• [TASK DETAILS]:
Format the lines of the items as a numbered list, starting at the line that contains "of the leafy" and ending at the line that contains "[[198, 9], [128, 56]]". Leave out any blank lines.

• [PROVIDED MATERIAL]:
==*==

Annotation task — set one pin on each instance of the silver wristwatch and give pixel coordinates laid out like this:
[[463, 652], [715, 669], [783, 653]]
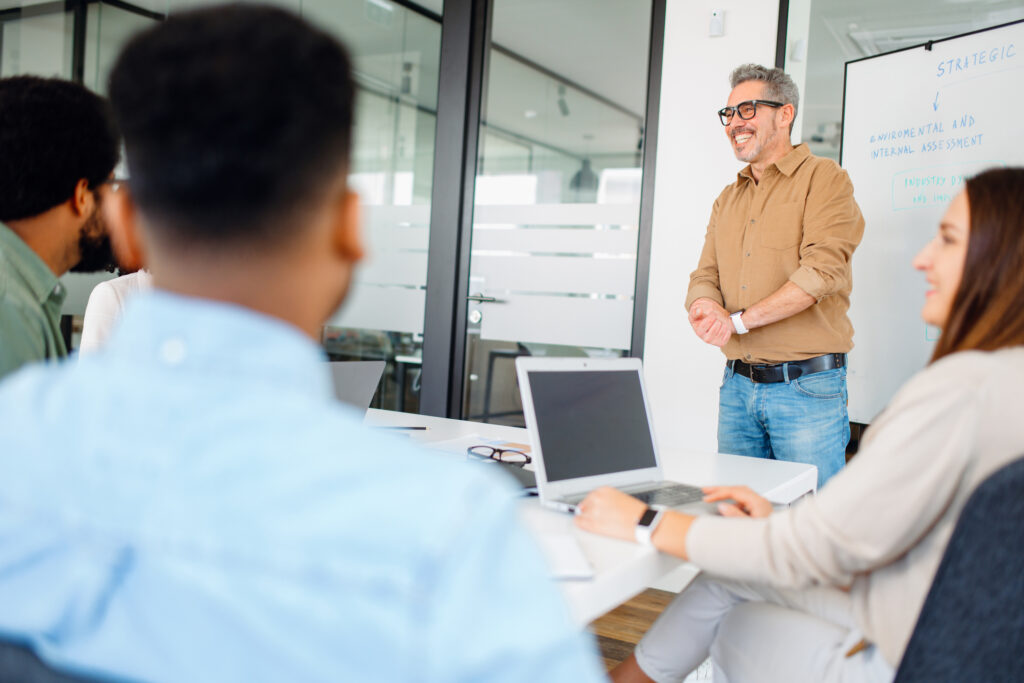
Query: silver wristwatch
[[649, 520], [737, 322]]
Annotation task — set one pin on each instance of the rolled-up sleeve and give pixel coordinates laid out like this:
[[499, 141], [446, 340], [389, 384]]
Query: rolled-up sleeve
[[833, 228]]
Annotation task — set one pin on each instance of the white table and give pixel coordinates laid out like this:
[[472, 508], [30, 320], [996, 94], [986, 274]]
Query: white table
[[621, 569]]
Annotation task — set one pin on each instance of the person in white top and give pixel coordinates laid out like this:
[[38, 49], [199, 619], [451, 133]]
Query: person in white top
[[105, 304], [830, 589]]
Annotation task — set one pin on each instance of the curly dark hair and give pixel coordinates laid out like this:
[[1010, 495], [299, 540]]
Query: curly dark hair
[[52, 134], [236, 119]]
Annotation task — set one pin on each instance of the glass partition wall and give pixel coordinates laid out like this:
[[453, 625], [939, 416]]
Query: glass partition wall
[[556, 207], [557, 195]]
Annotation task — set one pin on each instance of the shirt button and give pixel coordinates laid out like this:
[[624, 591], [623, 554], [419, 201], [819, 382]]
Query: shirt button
[[172, 351]]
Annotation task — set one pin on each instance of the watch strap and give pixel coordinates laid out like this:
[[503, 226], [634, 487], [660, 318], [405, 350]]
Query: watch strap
[[737, 322], [649, 520]]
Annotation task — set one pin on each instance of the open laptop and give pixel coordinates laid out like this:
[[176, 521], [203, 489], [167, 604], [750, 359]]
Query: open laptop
[[590, 427], [355, 381]]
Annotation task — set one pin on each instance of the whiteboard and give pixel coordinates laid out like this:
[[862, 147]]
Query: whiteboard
[[915, 123]]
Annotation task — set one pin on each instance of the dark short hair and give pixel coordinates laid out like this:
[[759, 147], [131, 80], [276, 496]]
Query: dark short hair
[[987, 311], [52, 134], [235, 118]]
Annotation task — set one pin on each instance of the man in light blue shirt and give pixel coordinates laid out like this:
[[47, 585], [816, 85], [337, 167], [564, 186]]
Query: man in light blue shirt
[[189, 504]]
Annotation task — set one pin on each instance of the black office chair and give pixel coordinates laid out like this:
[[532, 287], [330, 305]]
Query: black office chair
[[972, 625], [19, 665]]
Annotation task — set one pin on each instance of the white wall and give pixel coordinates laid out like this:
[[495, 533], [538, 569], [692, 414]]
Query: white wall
[[694, 163]]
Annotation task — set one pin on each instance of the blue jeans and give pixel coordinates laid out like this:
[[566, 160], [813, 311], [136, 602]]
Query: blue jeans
[[802, 420]]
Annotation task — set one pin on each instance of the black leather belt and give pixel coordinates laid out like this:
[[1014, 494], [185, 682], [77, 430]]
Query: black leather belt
[[769, 374]]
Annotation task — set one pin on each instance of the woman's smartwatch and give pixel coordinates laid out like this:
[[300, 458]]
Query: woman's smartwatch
[[737, 322], [649, 520]]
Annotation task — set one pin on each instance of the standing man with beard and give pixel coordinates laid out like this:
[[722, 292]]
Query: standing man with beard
[[772, 288], [58, 147]]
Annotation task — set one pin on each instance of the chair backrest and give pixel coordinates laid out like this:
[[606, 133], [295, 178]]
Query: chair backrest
[[972, 625], [19, 665]]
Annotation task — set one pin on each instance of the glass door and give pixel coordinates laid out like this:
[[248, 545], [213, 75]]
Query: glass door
[[557, 193]]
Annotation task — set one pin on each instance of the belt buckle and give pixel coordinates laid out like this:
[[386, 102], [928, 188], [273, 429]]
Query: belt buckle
[[758, 374]]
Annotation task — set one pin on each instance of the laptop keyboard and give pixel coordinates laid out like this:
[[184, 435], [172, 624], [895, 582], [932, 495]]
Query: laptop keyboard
[[672, 496]]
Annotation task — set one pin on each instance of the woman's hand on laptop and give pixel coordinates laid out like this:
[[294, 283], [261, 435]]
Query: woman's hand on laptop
[[744, 502], [609, 512]]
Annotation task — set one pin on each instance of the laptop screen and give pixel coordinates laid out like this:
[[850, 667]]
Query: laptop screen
[[591, 422]]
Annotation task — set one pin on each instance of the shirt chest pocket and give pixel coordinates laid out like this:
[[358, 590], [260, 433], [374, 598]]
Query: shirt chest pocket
[[781, 225]]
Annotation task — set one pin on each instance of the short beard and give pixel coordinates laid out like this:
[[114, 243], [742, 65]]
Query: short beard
[[94, 245]]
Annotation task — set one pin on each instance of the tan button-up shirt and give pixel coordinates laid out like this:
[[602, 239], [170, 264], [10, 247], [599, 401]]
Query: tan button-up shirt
[[800, 224]]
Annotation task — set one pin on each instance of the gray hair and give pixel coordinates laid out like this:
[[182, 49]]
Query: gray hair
[[778, 85]]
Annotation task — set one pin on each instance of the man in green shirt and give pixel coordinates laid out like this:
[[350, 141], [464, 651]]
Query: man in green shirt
[[58, 147]]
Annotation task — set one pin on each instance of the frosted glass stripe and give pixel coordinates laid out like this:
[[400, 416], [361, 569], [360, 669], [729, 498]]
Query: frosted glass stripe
[[377, 238], [390, 308], [593, 323], [554, 273], [391, 267], [557, 214], [563, 241], [416, 214]]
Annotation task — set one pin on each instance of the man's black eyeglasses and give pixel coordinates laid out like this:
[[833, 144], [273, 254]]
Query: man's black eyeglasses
[[747, 110], [508, 456]]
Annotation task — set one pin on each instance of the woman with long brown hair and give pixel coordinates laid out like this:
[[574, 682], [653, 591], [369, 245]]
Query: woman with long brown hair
[[829, 589]]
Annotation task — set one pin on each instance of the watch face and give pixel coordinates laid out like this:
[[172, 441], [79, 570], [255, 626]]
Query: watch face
[[647, 517]]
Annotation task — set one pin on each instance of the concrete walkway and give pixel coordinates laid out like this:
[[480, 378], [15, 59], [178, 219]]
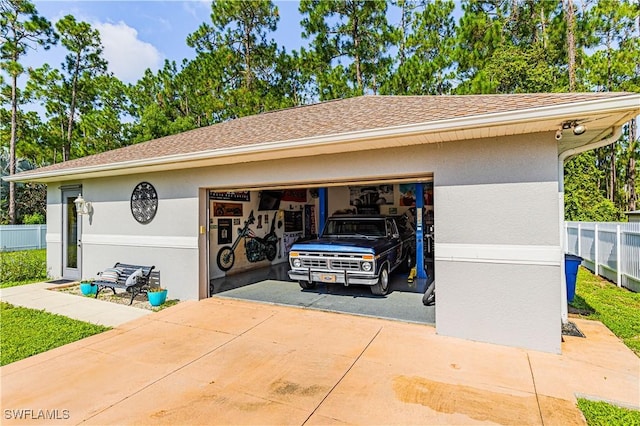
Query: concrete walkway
[[226, 361], [37, 296]]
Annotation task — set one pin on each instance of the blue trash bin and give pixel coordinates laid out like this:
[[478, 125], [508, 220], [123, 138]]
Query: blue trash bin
[[571, 264]]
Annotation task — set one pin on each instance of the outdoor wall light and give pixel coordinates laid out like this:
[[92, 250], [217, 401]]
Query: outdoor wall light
[[577, 128], [558, 134], [82, 206]]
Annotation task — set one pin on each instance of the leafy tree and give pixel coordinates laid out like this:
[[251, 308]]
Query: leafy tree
[[83, 63], [235, 48], [21, 28], [355, 32], [614, 65], [425, 62], [30, 196], [584, 201]]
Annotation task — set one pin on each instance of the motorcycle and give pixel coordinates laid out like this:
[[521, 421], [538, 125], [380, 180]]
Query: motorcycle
[[256, 248]]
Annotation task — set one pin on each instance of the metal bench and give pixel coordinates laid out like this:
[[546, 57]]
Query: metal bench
[[138, 285]]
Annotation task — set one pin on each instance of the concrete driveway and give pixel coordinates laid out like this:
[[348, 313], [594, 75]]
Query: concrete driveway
[[226, 361]]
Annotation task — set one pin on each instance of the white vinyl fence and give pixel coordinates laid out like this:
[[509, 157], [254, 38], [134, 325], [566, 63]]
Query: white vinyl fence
[[609, 249], [22, 237]]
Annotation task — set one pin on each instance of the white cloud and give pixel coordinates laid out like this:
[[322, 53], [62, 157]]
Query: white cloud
[[198, 9], [128, 56]]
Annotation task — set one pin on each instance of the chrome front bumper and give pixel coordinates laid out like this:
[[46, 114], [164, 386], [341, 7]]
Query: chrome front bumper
[[335, 277]]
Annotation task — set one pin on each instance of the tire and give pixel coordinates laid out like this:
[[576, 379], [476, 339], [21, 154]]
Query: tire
[[429, 297], [271, 251], [382, 286], [306, 285], [226, 258]]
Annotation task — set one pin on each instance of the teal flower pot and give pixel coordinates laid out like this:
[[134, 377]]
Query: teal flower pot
[[88, 288], [157, 298]]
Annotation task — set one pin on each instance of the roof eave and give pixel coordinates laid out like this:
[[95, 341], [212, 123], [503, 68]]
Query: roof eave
[[627, 105]]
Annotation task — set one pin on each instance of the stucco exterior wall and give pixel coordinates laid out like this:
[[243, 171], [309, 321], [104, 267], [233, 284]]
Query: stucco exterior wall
[[497, 244]]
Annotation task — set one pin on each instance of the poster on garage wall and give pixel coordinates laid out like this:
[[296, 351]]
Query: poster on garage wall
[[228, 209], [408, 194], [230, 196], [368, 199], [310, 228], [225, 234]]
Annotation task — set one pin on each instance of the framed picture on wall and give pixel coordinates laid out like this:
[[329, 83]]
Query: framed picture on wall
[[225, 234]]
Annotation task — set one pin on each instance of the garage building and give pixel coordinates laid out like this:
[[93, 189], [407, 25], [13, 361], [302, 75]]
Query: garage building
[[492, 166]]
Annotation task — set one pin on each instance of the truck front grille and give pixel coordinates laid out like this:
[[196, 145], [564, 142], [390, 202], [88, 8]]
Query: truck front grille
[[314, 263], [344, 264]]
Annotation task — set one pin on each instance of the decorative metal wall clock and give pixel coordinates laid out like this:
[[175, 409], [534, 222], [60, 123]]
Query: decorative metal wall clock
[[144, 202]]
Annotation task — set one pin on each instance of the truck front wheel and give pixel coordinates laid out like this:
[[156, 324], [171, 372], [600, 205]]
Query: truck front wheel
[[306, 285], [382, 286]]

==*==

• [TASK RESPONSE]:
1. Annotation task — set one pin on each instance of the leafy tree and give pixel coordinates laid out like this:
2. [[251, 308]]
3. Query: leafy tree
4. [[83, 63], [235, 48], [21, 28], [355, 32], [614, 65], [425, 62], [30, 196], [584, 201]]
5. Annotation task — set one pin on each instance of the motorcycle and give pixel coordinates laid out like this:
6. [[521, 421], [538, 125], [380, 180]]
7. Query: motorcycle
8. [[256, 248]]
9. Annotation task — set one pin on each instance of the metal bench and give pixel coordinates laid out like this:
10. [[546, 57]]
11. Query: metal bench
12. [[138, 285]]
13. Annotation task — set one pin on each instance of the concrete driveway and give pixel coordinates laid out like this:
14. [[348, 313], [594, 75]]
15. Query: concrete driveway
16. [[226, 361]]
17. Annotation task — set one pin on each instance of the white vinyl fence and give pixel coordinates laid out like this:
18. [[509, 157], [254, 38], [134, 325], [566, 63]]
19. Query: white vinyl fence
20. [[609, 249], [22, 237]]
21. Annotation task — set one pin on each instance of the white cloud and give pixel coordinates laid out like this:
22. [[322, 53], [62, 157]]
23. Query: white cloud
24. [[198, 9], [128, 56]]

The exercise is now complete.